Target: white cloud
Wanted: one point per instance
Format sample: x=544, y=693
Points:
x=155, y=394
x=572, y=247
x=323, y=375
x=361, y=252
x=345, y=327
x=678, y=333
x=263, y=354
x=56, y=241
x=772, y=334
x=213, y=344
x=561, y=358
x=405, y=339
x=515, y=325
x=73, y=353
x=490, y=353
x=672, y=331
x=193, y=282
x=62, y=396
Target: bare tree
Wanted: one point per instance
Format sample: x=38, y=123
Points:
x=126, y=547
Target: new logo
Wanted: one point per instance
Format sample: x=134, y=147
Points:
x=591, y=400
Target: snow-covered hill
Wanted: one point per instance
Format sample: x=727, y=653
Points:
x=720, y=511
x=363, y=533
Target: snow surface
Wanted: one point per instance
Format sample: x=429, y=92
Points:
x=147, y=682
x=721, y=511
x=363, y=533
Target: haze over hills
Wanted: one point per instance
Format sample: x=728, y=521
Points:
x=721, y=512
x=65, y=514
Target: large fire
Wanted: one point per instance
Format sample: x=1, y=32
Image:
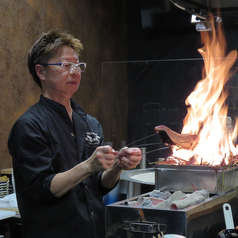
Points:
x=207, y=112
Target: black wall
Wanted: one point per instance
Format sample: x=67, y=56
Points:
x=164, y=68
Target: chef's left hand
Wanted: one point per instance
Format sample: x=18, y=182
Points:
x=129, y=158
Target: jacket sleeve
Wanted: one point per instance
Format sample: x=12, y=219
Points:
x=32, y=160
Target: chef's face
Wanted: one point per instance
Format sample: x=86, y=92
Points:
x=56, y=81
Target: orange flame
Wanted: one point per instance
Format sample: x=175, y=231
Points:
x=207, y=112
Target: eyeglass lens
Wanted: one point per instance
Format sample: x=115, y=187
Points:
x=71, y=66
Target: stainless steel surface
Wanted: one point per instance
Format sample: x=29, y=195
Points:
x=143, y=176
x=203, y=220
x=137, y=178
x=181, y=177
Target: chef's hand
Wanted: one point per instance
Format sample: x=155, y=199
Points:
x=102, y=159
x=128, y=158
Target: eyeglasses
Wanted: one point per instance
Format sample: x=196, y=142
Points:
x=69, y=66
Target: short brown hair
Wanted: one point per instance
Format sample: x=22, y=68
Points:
x=47, y=46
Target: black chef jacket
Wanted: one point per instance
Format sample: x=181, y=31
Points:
x=44, y=142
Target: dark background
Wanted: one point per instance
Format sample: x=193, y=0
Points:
x=165, y=66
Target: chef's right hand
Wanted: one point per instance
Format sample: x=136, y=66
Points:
x=102, y=159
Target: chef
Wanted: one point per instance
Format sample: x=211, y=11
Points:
x=61, y=168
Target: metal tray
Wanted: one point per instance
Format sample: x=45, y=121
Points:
x=187, y=177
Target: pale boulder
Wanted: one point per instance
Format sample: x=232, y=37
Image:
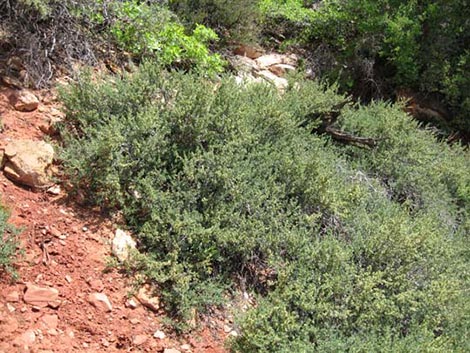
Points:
x=40, y=296
x=27, y=162
x=280, y=83
x=122, y=245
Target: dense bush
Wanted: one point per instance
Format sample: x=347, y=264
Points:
x=345, y=249
x=51, y=36
x=234, y=19
x=374, y=47
x=153, y=30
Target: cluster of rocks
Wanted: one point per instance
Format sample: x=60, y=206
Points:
x=254, y=66
x=28, y=162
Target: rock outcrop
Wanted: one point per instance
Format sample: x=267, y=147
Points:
x=27, y=162
x=254, y=68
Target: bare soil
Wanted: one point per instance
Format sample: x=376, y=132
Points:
x=66, y=246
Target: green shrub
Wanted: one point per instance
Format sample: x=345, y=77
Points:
x=234, y=19
x=8, y=243
x=375, y=47
x=224, y=188
x=152, y=30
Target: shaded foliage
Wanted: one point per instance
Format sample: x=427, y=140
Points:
x=224, y=188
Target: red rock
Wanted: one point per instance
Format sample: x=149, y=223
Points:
x=24, y=101
x=50, y=321
x=13, y=297
x=100, y=301
x=159, y=334
x=26, y=339
x=131, y=303
x=139, y=340
x=96, y=285
x=40, y=296
x=171, y=350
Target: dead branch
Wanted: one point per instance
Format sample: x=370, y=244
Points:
x=344, y=137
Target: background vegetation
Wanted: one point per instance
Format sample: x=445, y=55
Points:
x=8, y=244
x=232, y=188
x=227, y=188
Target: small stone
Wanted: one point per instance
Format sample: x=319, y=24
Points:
+++++
**Direction**
Copy all the items above line for line, without any changes, and leave the pictures out.

**Answer to the exercise**
Target: white cloud
Wanted: one point per instance
Format sample: x=544, y=693
Points:
x=155, y=394
x=572, y=247
x=323, y=375
x=361, y=252
x=345, y=327
x=678, y=333
x=263, y=354
x=56, y=241
x=772, y=334
x=213, y=344
x=561, y=358
x=405, y=339
x=515, y=325
x=73, y=353
x=490, y=353
x=672, y=331
x=193, y=282
x=62, y=396
Target: bare tree
Wanted: one point per instance
Format sample: x=38, y=123
Points:
x=126, y=547
Target: new logo
Wanted: one point per instance
Format sample: x=134, y=147
Points:
x=591, y=400
Target: snow-covered hill
Wanted: one point per instance
Format sample: x=727, y=653
Points:
x=720, y=511
x=363, y=533
Target: snow surface
Wanted: one point per instance
Format sample: x=429, y=92
Points:
x=147, y=682
x=721, y=511
x=363, y=533
Target: haze over hills
Wanted: one point per instance
Format sample: x=728, y=521
Points:
x=721, y=512
x=65, y=514
Target: large fire
Wanted: one point per instance
Format sample: x=1, y=32
Image:
Points:
x=207, y=112
Target: black wall
Wanted: one point per instance
Format sample: x=67, y=56
Points:
x=164, y=68
Target: chef's left hand
Wanted: one point per instance
Format sample: x=18, y=182
Points:
x=129, y=158
Target: jacket sleeve
Wanted: one point per instance
Format sample: x=12, y=219
Points:
x=32, y=160
Target: chef's face
Wanted: one point per instance
Format sample: x=86, y=92
Points:
x=56, y=81
Target: orange flame
Wanted: one point per instance
Format sample: x=175, y=231
Points:
x=207, y=112
Target: eyeglass lens
Wanted: one point per instance
Format sample: x=115, y=187
Points:
x=71, y=66
Target: stainless steel surface
Wanted: one point per instance
Format sample: x=29, y=195
Points:
x=143, y=176
x=203, y=220
x=137, y=178
x=181, y=177
Target: chef's hand
Wanted: one point per instance
Format sample: x=155, y=199
Points:
x=102, y=159
x=128, y=158
Target: eyeglasses
Wanted: one point per instance
Format sample: x=196, y=142
Points:
x=69, y=66
Target: short brown hair
Wanted: one point per instance
Format sample: x=22, y=68
Points:
x=47, y=46
Target: black chef jacket
Wanted: one point per instance
Format sample: x=181, y=31
Points:
x=44, y=142
Target: dark background
Wanted: one point per instance
Format sample: x=193, y=0
Points:
x=165, y=66
Target: chef's right hand
Wanted: one point per instance
Format sample: x=136, y=66
Points:
x=102, y=159
Target: chef
Wanted: one point per instance
Format sample: x=211, y=11
Points:
x=61, y=168
Target: metal tray
Wanted: one point per instance
Format sample: x=45, y=121
Points:
x=187, y=177
Target: pale boulder
Wanted: one point per instance
Format sample: x=232, y=37
Image:
Points:
x=40, y=296
x=27, y=162
x=280, y=83
x=122, y=245
Target: dense bush
Wanted: one point per instance
Format sample: x=347, y=264
Points:
x=345, y=249
x=51, y=36
x=234, y=19
x=374, y=47
x=153, y=30
Target: cluster of rocks
Wanted: one point per instance
Format sample: x=60, y=206
Points:
x=254, y=66
x=28, y=162
Target: rock outcrop
Wanted: one point per instance
Format sample: x=267, y=147
Points:
x=27, y=162
x=254, y=68
Target: bare soil
Wanted: one point per instance
Format sample: x=376, y=132
Points:
x=66, y=246
Target: green shrub
Wanted: one point per instance
Format sample: x=345, y=77
Points:
x=234, y=19
x=8, y=243
x=375, y=47
x=224, y=188
x=152, y=30
Target: shaded foliage
Wanted: one point per instance
Format sample: x=427, y=140
Points:
x=224, y=188
Target: red rock
Wanted: one point per instance
Format sample: x=149, y=223
Points:
x=24, y=101
x=50, y=321
x=13, y=297
x=100, y=301
x=159, y=334
x=26, y=339
x=131, y=303
x=139, y=340
x=96, y=285
x=40, y=296
x=171, y=350
Target: dead branch
Wanted: one point per instance
Format sample: x=370, y=244
Points:
x=344, y=137
Target: background vegetation
Wanted: one point per instance
Format sample: x=445, y=55
Points:
x=8, y=244
x=232, y=188
x=227, y=188
Target: small stone
Wanted: one point per instance
Format sample: x=319, y=24
Points:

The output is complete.